• **Texte choisi**:
Une gueule. Et quelle gueule !

C'est ce qui frappe d'emblée sur la couverture de Par le trou de la serrure, de Harry Crews, traduit par Nicolas Richard et très joliment édité par Finitude. Un regard de l'auteur quasi invisible, si sombre, si dur et à la fois si apaisant.

Un recueil d'une vingtaine de textes disparates, parfois publiés dans des magazines, parfois plus intimes et restés secrets. Par le trou de la serrure, Crews nous donne à voir quelques instantanés de ce que fut sa vie.

Celle de ses origines dans le Deep South de Georgie, dans le comté de Bacon où il naquit, dans les marais d'Okefenokee où il apprit tant avec son oncle Cooter, le long de la Suwanee qui l'inspira.

Celle de sa jeunesse et de ses classes chez les Marines puis de sa vie d'adulte marquée par la mort de son fils ainé et sa relation avec le second, survivant. Viennent alors la plongée dans l'alcool, les internements, les fuites et les rechutes, assumées et décrites avec un réalisme froid.

Celle de ses rencontres people, où l'on croise Madonna parlant de Bukowski, Kahlo et Arbus, puis un Sean Penn touchant, suivi de quelques télévangélistes stars et de combats de boxe à succès.

Celle du temps qui passe, à écouter un éleveur maquignon et aveugle vanter les bienfaits de la possession du mulet dans le Sud, échapper à un ouragan dans les keys, apprécier quand même la bouffe infâme des restos routiers et y écouter parler les hommes entre eux.

Celle de l'Amérique et – déjà - de ses dysfonctionnements : chefaillons du Klan tentant de manière grossière de se dédiaboliser, absurdité du système de santé américain et religions sans caps bien clairs.

Et enfin, last but not least, celle de sa vie d'auteur, donnant lieu à des pages magnifiques et émouvantes sur l'écriture. Après tant d'autres, il dit à son tour les affres de l'écrivain, la douleur et le doute de l'acte d'écrire, engendrant jusqu'à la peur de la mort que seule apaise la vision de la Suwanee.

Il cite Robert Penn Warren en maître, dit la difficulté du 2e roman quand la puissance d'invention a disparu, s'attarde sur les liens et les différences entre l'écriture et l'enseignement, classe les genres littéraires en majeurs et secondaires et reviens à nouveau vers la rivière pour servir de métaphore (petites gouttes devenant rivière fluide) à l'acte créatif.

Tout cela est superbement restitué et conclut par une postface de Joseph Incardona, citant Fante et Crews comme l'ayant accompagné dans ses années de galère. « Lire Harry Crews (…) c'est se relier à une expérience de vie, à un cheminement qui traverse l'homme et l'écrivain – une sorte de lieu paisible où siègent ceux dont l'écriture confine parfois à la grâce ».

• **Extraits de données**:
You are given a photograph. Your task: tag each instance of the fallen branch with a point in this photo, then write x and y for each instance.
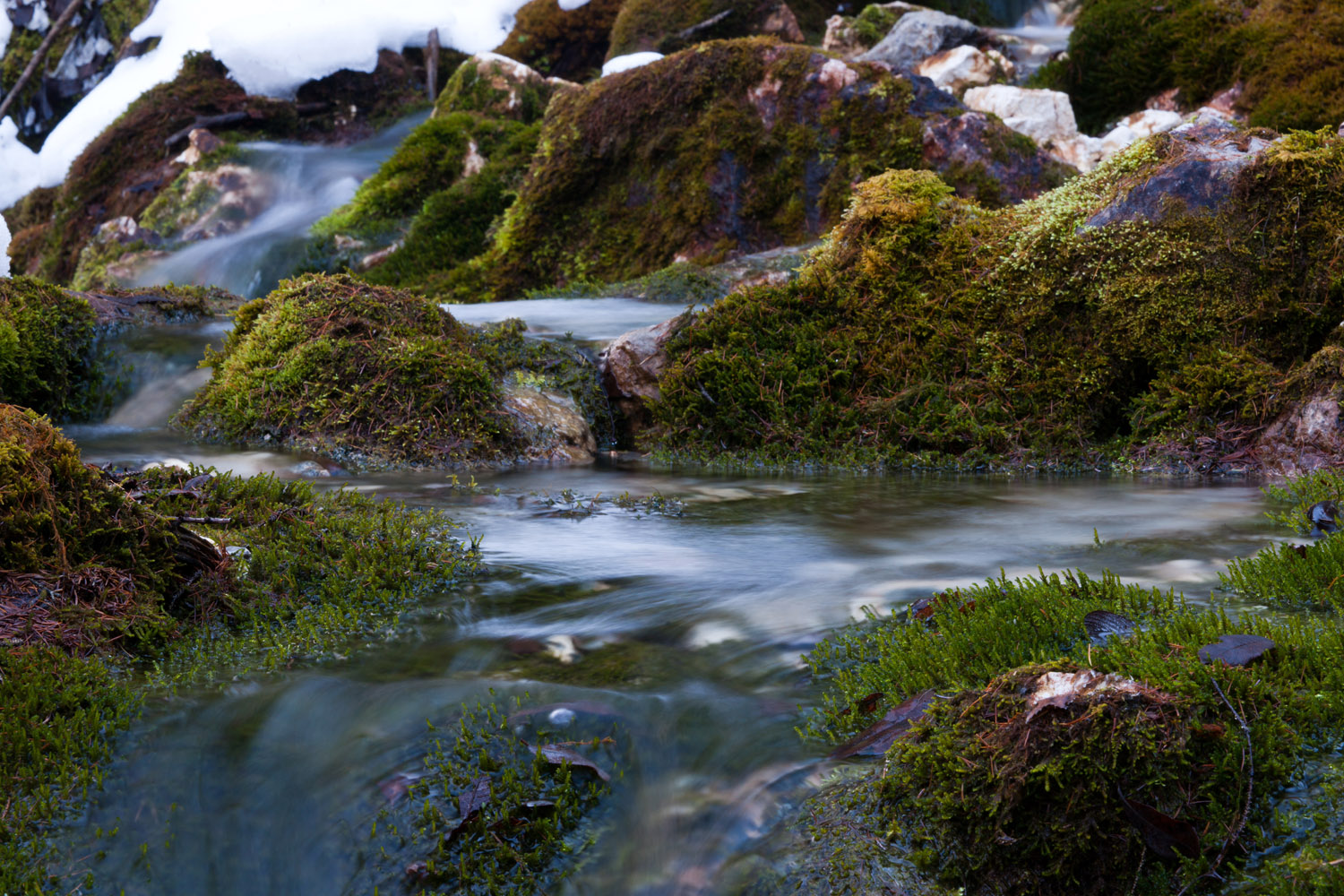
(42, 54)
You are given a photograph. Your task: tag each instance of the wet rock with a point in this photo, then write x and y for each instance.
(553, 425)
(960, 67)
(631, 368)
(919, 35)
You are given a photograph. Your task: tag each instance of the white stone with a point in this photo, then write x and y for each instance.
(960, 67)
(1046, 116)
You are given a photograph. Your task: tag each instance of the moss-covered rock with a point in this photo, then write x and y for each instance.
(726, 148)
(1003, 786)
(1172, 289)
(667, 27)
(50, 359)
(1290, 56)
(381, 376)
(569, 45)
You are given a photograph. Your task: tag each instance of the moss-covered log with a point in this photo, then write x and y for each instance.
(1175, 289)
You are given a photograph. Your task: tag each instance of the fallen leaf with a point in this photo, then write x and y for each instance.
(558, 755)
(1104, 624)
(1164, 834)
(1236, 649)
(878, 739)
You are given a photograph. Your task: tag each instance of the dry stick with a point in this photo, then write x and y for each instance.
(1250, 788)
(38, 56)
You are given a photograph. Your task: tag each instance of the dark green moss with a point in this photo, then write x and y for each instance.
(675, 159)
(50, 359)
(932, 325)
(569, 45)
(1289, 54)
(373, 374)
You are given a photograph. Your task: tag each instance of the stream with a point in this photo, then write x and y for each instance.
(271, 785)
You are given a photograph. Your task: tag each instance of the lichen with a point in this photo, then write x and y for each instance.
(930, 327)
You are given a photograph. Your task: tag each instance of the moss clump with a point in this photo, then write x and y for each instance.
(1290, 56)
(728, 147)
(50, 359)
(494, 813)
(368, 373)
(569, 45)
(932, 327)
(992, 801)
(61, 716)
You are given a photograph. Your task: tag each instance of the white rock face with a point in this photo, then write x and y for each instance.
...
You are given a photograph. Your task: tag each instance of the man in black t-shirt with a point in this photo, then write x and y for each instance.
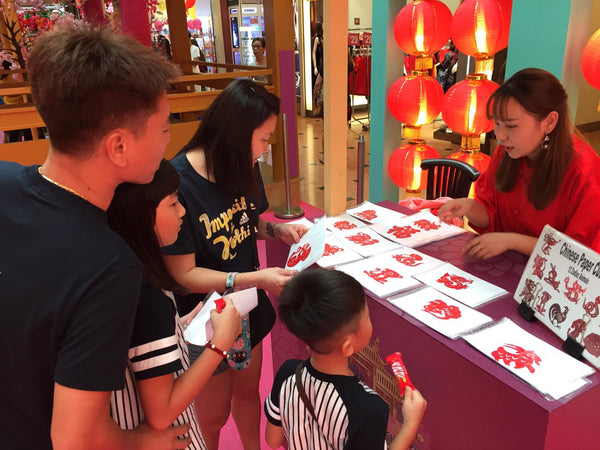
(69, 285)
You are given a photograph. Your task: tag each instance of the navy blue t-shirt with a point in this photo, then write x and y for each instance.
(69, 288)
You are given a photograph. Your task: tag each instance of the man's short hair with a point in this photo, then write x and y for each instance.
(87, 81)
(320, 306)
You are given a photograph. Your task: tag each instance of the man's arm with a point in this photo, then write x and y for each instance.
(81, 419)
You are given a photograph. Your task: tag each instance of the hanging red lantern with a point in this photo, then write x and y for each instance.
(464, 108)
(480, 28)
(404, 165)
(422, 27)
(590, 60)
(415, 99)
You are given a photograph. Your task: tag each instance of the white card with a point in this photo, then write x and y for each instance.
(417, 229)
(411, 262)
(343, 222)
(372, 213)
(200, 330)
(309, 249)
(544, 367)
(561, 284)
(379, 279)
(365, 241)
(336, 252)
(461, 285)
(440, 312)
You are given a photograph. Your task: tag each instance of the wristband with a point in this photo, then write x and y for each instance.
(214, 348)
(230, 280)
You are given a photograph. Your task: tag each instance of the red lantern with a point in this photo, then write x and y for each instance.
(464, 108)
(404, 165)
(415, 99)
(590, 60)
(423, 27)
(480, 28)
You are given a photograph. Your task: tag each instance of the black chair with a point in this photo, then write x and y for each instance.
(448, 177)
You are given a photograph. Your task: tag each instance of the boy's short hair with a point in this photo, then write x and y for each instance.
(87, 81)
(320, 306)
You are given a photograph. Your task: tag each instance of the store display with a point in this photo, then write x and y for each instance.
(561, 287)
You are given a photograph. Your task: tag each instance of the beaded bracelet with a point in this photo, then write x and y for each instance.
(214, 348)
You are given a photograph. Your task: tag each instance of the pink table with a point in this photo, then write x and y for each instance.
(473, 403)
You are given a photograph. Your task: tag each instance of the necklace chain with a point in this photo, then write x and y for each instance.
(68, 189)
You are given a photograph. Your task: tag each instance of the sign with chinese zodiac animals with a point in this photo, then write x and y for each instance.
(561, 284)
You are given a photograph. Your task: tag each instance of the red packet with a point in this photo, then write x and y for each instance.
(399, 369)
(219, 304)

• **Consigne**: Renvoyez mot pour mot le passage de la critique de Par le trou de la serrure qui va de « Celle de ses origines » jusqu'à « un réalisme froid. ».

• **Résultat**:
Celle de ses origines dans le Deep South de Georgie, dans le comté de Bacon où il naquit, dans les marais d'Okefenokee où il apprit tant avec son oncle Cooter, le long de la Suwanee qui l'inspira.

Celle de sa jeunesse et de ses classes chez les Marines puis de sa vie d'adulte marquée par la mort de son fils ainé et sa relation avec le second, survivant. Viennent alors la plongée dans l'alcool, les internements, les fuites et les rechutes, assumées et décrites avec un réalisme froid.